### EXERCISE GOAL
Could you give back the material starting at the line containing "of the rear" and ending at the end of the material, with "front door" replaced by "main entrance" and nothing else changed?

### SOURCE DATA
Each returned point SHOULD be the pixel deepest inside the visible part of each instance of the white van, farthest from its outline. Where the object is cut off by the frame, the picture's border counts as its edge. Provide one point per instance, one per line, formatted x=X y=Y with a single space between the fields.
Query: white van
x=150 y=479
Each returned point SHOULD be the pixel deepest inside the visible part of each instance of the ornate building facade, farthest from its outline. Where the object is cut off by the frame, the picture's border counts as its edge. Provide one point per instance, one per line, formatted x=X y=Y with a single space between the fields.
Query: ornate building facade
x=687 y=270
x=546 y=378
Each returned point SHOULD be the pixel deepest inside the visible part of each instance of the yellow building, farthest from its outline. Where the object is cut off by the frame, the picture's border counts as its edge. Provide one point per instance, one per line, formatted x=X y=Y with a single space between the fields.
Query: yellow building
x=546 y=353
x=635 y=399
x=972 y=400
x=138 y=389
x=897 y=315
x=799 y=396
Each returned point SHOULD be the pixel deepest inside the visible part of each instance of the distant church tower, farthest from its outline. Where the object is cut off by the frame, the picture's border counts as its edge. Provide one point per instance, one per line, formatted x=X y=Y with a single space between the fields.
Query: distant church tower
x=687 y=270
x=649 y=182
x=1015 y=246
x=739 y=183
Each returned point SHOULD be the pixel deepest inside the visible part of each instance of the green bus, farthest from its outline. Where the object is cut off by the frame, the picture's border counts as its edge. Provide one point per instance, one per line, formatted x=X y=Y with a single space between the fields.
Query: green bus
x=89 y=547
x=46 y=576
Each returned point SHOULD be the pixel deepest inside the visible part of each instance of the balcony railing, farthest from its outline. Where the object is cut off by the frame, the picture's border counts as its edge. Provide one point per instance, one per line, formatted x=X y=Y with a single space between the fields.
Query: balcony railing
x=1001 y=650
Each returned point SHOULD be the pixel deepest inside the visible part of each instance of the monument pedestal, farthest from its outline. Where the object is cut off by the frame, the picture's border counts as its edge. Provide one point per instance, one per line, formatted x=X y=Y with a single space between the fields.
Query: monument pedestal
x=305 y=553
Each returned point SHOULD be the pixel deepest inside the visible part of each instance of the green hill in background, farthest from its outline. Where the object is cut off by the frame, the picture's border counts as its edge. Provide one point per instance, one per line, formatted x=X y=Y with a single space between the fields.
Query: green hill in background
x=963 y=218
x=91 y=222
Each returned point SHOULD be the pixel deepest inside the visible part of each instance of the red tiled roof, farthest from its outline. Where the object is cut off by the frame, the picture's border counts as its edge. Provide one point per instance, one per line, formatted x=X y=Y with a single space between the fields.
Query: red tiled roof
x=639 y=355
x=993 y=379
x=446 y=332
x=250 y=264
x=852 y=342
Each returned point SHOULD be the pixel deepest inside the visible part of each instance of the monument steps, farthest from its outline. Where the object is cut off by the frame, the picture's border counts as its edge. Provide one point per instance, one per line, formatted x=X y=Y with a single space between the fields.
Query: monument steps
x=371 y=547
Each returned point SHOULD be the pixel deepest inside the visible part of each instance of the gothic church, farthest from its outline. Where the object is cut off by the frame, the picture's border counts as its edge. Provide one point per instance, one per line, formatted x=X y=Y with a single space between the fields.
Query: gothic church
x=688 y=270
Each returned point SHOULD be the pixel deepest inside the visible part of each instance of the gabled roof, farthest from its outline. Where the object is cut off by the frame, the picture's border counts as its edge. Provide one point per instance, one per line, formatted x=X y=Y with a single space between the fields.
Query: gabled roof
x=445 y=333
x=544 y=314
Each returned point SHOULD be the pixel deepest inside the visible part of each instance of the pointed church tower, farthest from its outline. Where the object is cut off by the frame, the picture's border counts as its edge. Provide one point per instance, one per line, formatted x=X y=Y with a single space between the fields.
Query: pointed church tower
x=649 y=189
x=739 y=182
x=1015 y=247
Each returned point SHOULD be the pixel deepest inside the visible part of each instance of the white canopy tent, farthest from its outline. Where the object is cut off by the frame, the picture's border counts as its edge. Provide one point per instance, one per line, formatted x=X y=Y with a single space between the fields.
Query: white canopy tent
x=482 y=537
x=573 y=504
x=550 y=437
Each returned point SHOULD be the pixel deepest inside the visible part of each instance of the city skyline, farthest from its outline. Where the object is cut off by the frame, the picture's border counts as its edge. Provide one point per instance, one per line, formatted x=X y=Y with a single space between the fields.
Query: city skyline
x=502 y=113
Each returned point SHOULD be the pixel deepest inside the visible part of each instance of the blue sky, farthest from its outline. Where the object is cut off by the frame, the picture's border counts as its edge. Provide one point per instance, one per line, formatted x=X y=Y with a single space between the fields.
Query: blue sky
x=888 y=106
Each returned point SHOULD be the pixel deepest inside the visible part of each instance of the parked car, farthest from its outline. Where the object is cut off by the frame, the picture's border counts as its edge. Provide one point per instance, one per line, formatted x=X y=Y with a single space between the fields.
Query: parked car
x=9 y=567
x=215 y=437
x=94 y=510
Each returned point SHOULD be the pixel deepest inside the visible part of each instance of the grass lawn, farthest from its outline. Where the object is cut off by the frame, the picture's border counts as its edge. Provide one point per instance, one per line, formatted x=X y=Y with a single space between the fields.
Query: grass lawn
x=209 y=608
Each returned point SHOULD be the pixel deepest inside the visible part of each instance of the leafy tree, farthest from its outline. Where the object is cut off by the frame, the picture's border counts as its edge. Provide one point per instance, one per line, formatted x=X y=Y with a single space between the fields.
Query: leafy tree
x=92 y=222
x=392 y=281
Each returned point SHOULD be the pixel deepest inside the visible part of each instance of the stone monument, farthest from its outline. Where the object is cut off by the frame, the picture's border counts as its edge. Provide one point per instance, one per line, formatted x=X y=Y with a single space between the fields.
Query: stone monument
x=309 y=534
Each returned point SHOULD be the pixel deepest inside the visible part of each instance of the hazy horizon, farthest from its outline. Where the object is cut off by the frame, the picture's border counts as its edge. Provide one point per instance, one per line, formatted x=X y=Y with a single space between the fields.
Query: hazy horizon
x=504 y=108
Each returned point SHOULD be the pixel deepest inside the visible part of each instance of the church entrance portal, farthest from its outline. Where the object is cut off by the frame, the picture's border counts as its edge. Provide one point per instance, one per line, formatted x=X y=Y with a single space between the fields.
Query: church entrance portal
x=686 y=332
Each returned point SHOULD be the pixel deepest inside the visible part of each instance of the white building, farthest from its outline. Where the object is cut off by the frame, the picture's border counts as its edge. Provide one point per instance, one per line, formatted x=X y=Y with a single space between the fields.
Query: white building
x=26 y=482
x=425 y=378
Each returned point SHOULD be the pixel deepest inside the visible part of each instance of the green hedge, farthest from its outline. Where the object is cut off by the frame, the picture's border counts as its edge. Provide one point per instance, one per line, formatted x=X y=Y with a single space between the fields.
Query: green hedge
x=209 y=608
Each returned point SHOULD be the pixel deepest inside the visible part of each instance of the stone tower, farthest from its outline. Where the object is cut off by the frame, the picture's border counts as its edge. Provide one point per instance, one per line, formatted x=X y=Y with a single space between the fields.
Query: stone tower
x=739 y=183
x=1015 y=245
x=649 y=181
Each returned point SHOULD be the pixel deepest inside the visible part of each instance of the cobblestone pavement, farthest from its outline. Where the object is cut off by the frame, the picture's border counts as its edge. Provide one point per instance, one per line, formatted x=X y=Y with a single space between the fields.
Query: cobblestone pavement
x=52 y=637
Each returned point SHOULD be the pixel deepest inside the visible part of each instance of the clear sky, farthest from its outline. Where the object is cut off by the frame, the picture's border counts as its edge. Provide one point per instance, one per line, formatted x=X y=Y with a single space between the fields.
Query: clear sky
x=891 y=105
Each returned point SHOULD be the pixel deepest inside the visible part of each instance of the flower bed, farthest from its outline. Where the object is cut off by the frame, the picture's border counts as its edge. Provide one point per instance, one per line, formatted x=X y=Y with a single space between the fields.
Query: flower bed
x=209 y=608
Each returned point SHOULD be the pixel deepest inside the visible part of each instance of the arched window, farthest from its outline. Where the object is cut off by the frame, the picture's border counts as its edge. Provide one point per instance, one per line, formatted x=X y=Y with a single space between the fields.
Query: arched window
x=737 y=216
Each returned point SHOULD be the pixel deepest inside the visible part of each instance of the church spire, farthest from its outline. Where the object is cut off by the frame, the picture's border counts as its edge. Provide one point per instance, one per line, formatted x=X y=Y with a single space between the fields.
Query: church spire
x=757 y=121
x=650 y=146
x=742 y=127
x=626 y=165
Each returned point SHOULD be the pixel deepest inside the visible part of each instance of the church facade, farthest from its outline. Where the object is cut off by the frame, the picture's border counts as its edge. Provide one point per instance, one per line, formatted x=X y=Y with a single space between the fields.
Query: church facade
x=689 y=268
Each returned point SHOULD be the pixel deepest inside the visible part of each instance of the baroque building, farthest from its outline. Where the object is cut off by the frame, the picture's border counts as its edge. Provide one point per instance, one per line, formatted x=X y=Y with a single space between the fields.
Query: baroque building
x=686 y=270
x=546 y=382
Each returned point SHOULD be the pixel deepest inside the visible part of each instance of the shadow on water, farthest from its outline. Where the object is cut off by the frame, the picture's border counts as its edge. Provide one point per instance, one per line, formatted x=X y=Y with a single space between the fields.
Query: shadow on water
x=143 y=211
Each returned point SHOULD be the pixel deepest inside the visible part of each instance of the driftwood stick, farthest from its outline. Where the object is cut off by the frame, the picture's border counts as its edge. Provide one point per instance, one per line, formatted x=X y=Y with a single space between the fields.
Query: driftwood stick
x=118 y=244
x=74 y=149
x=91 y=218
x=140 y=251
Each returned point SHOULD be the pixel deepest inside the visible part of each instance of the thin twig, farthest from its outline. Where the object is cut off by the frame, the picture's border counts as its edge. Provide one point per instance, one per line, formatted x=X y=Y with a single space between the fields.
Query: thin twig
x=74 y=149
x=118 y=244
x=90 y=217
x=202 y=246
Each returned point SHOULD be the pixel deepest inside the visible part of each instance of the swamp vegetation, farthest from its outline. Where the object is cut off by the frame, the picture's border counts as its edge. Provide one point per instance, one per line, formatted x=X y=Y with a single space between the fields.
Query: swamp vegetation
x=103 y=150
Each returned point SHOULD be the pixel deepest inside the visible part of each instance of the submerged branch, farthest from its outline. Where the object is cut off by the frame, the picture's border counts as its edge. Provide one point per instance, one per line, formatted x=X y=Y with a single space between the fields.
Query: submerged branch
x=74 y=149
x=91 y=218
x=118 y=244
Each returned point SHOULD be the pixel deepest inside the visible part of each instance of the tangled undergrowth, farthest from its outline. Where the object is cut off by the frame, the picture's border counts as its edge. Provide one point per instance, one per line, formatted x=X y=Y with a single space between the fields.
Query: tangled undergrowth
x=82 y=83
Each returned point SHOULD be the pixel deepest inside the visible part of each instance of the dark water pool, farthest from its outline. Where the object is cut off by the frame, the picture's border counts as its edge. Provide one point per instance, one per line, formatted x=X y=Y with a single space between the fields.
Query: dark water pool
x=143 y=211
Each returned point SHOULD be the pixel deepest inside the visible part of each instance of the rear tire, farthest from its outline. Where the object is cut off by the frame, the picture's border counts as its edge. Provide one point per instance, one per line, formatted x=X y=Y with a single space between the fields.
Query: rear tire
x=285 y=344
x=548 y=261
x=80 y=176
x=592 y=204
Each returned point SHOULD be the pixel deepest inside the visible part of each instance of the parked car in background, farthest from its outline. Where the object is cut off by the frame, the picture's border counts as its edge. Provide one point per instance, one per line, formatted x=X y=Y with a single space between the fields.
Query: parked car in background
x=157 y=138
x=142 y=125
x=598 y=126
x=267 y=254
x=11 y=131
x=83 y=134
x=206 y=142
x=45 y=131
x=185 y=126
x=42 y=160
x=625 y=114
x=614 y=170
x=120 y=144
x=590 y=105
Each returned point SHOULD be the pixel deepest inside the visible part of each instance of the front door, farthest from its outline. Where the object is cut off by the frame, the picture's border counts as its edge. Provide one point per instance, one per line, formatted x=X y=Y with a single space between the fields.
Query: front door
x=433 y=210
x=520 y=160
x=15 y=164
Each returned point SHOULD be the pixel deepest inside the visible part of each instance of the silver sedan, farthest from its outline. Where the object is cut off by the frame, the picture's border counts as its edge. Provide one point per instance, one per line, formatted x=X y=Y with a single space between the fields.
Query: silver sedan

### RESPONSE
Each returned point SHOULD be the pixel deepest inside the visible part of each instance of the rear tire, farthest from its outline. Where the object is cut off by the frame, the picture's border counts as its edge. Provide one point per instance, one per line, formatted x=X y=Y with a single space between the fields.
Query: rear tire
x=285 y=344
x=548 y=261
x=80 y=176
x=592 y=204
Each returned point SHOULD be the pixel deepest inside the visible part of each instance of the parked car in background, farthest from its outline. Where the object is cut off by the frame, the picture's border counts as its edge. Provide one point per instance, one per line, formatted x=X y=Y with a single space between the fields.
Query: parked car in background
x=157 y=138
x=142 y=125
x=598 y=126
x=267 y=254
x=11 y=131
x=83 y=134
x=206 y=142
x=45 y=131
x=185 y=126
x=42 y=160
x=625 y=114
x=614 y=170
x=120 y=144
x=590 y=105
Each returned point SHOULD be the pixel deepest inside the visible part of each instance of the main entrance, farthest from its outline. Where the object is cut off by the frame, the picture's border counts as its edge. Provide one point per instance, one per line, formatted x=X y=Y with a single space between the fields.
Query: main entrance
x=433 y=210
x=520 y=160
x=15 y=164
Each returned point SHOULD be the pixel deepest inside the visible part of each instance of the silver sedan, farthest from its outline. Where the object is cut off by the frame, the picture's border counts as its edge. Provide one point per instance, one per line, formatted x=X y=Y with a single space between the fields.
Query: silver sedan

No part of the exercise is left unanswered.